▸ **Excerpted passage**

Electronics - for Complete Beginners

Is this course really for you?

There’s a lot to it, and it’s going to take some time. So, let’s talk about what your personal goals are, and why you might be willing to put in the time and effort that it’s going to take to complete the course.

Who is this guy?

What does he know … and when did he know it?

Here’s the story of my 58-years in electronics, in 787-words.

As the title says, this course is for “complete beginners”.

I’ll tell you what it’s all about, what’s covered, how the information is presented, what you should know before beginning, how long it might take for you to complete the course, and what you need to bring to it.

Why is it called “electronics”?

It all begins at the atomic level, so we’ll have a look at atoms, how they vary from element to element, and how what we think of as “electric current” arises from that structure.

(Reminder: Please review each video lecture by downloading and reading the text version.)

Nope … it’s not about money, or the “Light Brigade”.

It’s about that little poke you sometimes get after shuffling across a carpet in your hard-soled shoes … or those dramatic shafts of white-hot energy that nature sometimes displays to thunderous applause.

We’ll see what causes it, and how we’ve learned to make it happen at will, and in controlled ways that help us get the day’s work done.

What’s magnetism got to do with electronics!?!

That’s a fair question, because electromagnetism is all over the place, working quietly for us in the background, and with little or no appreciation.

It’s safe to assume that if it’s “electronic”, it’s employing magnetism to some extent to enable it to do whatever it’s doing for us. So, as a budding electronics expert, magnetism is definitely a phenomenon that you’ll want to know something about.

Electronics is a branch of physics which, in turn, deals with the relationships between matter and energy mathematically.

So, yes. We’ll be “doing the math” now and then. But it won’t be anything more complicated than a 7th grader could probably handle.

This is a comprehensive introduction to what you can expect to encounter in this course.

We delve deeper into the nature of electric current, and the imbalance of charge that produces it.

What’s an “amp”; what’s a “volt”.

And we begin thinking about how and why materials differ in terms of their “conductivity” and “resistivity”.

▸ **Questions to answer**
(1) Please quote the electronics course overview from "We’ll see what" up to and including "could probably handle.".
(2) Write the next part of the electronics course overview, starting after its last sentence.

▸ **Image point grounding data**
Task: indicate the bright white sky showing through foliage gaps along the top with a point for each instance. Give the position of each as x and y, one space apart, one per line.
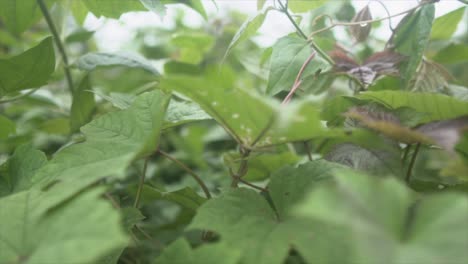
112 35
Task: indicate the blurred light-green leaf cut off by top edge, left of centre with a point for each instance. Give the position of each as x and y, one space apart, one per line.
113 8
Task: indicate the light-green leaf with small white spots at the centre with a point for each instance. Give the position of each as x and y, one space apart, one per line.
250 118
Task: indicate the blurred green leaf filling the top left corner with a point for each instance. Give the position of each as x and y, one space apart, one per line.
18 16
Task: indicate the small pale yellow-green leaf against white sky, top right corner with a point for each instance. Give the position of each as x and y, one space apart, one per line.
446 25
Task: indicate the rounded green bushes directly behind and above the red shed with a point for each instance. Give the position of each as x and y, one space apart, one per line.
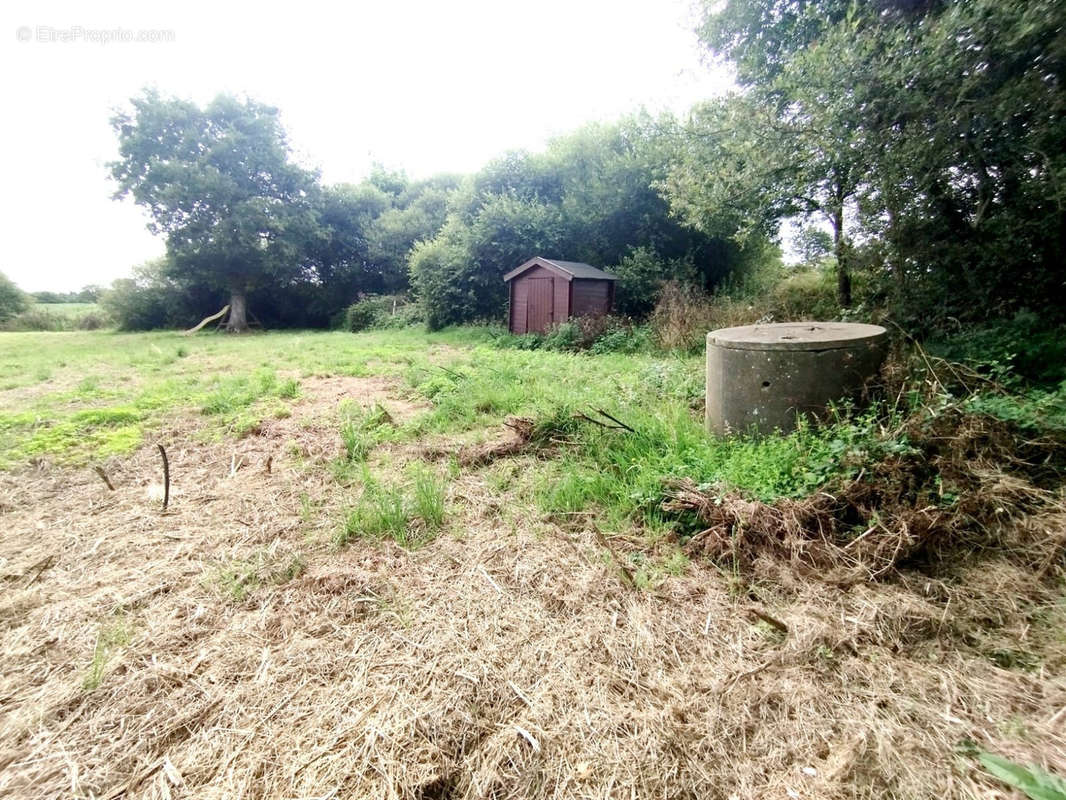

▸ **Expected results**
(1)
We’ll see what causes it, and how we’ve learned to make it happen at will, and in controlled ways that help us get the day’s work done.

What’s magnetism got to do with electronics!?!

That’s a fair question, because electromagnetism is all over the place, working quietly for us in the background, and with little or no appreciation.

It’s safe to assume that if it’s “electronic”, it’s employing magnetism to some extent to enable it to do whatever it’s doing for us. So, as a budding electronics expert, magnetism is definitely a phenomenon that you’ll want to know something about.

Electronics is a branch of physics which, in turn, deals with the relationships between matter and energy mathematically.

So, yes. We’ll be “doing the math” now and then. But it won’t be anything more complicated than a 7th grader could probably handle.

(2)
(Don't forget ... please download and review the text version of each lecture before continuing to the next video.)

We think about the conversion of energy from one form to another, and the idea of power dissipation — what’s a “watt” and how it’s measured and calculated.

Greek prefixes are introduced, such as “mega-” and “milli-”, and what they mean.

The math concepts of “scientific notation” and “powers of ten” are also introduced and briefly discussed.

Why a special discussion of “heat”?

Because in electronics, heat is usually a bi-product of every useful operation, and must be adequately managed, else malfunctions and failures are bound to happen.

You will be encouraged to develop the attitude that — as an electronics technician, at least — heat is not your friend.

We’ll be thinking about resistance to current flow in much greater depth — what causes it, how it’s measured, and how it relates to voltage and amperage.

The most basic of electronic components is introduced; namely the “resistor”. The various kinds of resistors are introduced, along with a brief discussion of how they are made.

We learn about “Ohm’s Law”, and how to use it to calculate values of volts, amps, and resistance.

Resistors are the most common of all electronic components.

So let’s learn how to read color-codes, and find out what standard resistance values are commonly available.

Well, it’s time to roll up your selves and do some head-scratching over some simple circuit problems.

Then we’ll also talk briefly about variable resistors — “pots” and “trimmers” — and what they’re used for.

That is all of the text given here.